WHAT THE TASK REQUIRES: Return, word for word, only the lines of the data below that lie between the line with "Exercise. Point out the glass vase" and the line with "Exercise. Point out the clear", those two lines included.

* * * * * * * * *

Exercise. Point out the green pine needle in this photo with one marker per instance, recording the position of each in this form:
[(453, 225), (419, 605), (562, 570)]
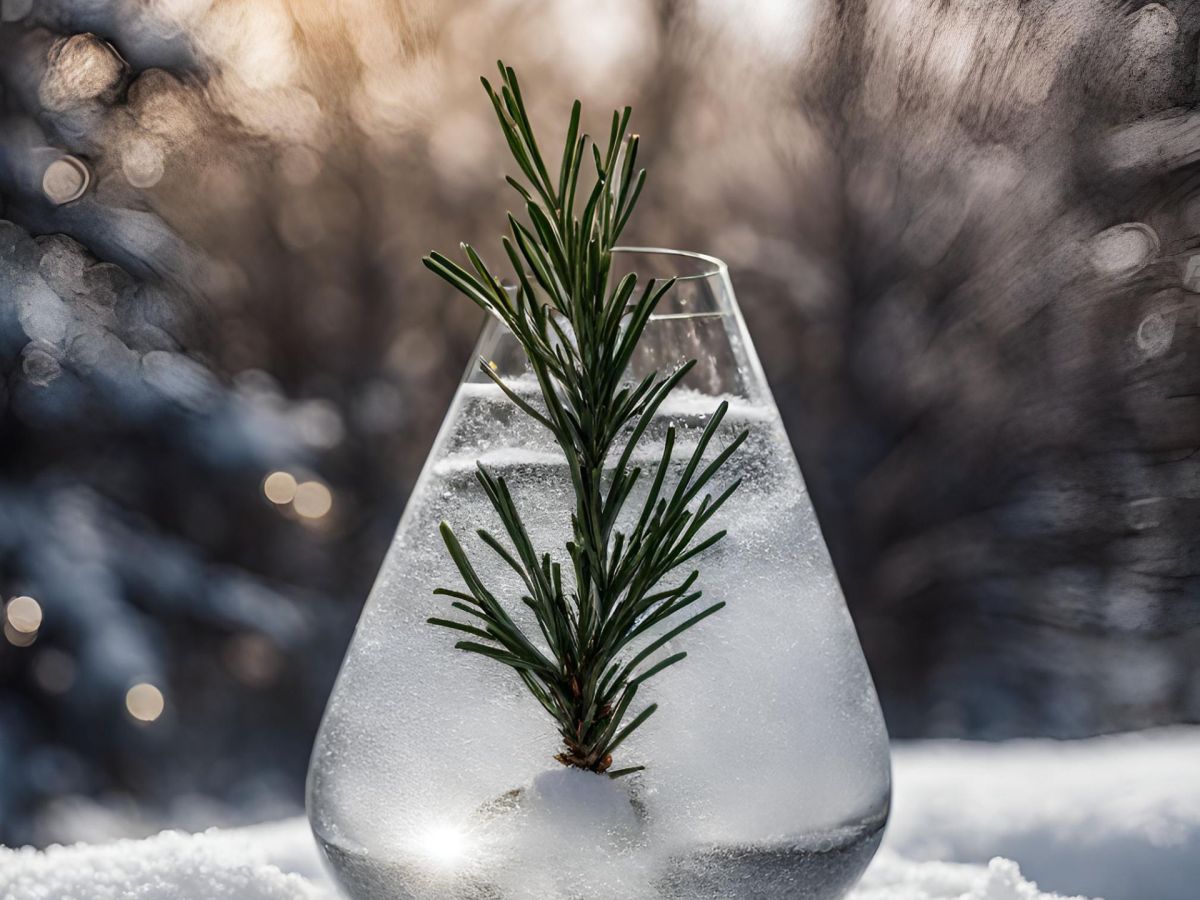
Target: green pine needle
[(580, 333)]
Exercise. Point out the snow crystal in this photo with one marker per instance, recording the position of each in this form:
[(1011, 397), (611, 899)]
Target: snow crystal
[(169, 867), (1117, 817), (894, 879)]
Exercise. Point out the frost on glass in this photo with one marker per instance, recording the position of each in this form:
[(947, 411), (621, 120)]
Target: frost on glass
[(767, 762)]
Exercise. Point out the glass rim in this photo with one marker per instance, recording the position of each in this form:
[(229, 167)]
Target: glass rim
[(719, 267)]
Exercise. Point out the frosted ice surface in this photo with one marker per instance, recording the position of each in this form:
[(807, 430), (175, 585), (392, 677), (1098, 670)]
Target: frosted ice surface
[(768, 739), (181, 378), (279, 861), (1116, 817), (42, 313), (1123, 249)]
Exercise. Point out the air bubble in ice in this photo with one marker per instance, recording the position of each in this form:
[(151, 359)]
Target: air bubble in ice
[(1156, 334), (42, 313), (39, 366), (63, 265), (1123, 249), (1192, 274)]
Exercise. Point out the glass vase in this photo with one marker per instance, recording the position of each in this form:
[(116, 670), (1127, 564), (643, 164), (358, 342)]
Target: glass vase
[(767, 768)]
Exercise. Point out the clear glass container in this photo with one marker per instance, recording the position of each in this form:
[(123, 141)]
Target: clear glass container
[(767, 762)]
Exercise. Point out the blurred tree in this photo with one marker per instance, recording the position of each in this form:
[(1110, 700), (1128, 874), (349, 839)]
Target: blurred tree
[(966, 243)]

* * * * * * * * *

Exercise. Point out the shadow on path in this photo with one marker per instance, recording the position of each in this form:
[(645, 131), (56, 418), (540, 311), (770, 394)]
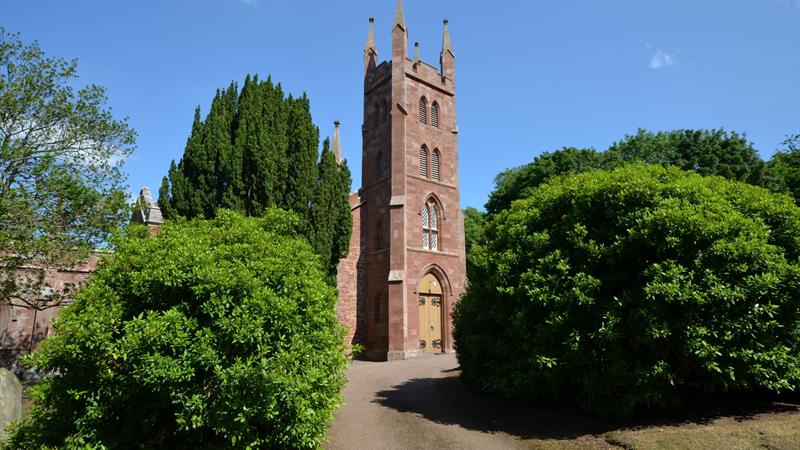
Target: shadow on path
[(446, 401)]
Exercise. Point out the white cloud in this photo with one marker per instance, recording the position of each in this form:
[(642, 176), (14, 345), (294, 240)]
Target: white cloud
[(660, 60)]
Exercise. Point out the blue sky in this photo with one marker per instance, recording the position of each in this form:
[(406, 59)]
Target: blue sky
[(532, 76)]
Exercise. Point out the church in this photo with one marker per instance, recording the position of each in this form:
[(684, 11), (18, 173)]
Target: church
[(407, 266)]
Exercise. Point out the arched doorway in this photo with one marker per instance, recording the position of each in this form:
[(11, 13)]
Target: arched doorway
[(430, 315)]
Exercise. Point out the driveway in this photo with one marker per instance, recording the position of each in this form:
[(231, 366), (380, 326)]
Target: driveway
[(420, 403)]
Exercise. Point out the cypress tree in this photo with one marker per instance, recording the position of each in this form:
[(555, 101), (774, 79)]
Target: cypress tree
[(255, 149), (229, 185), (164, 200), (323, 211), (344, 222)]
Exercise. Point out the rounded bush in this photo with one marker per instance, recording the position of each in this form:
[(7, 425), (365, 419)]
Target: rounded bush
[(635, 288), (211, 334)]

* * * * * * * * *

EXERCISE RESPONSE:
Exercise. Point out the glass vase in this photo with one marker per instance, recording the position of each in this form:
[(116, 670), (1127, 564), (643, 164), (358, 342)]
Target: glass vase
[(767, 768)]
Exercise. Point out the clear glass container in this photo with one marker per instance, recording the position of each in this form:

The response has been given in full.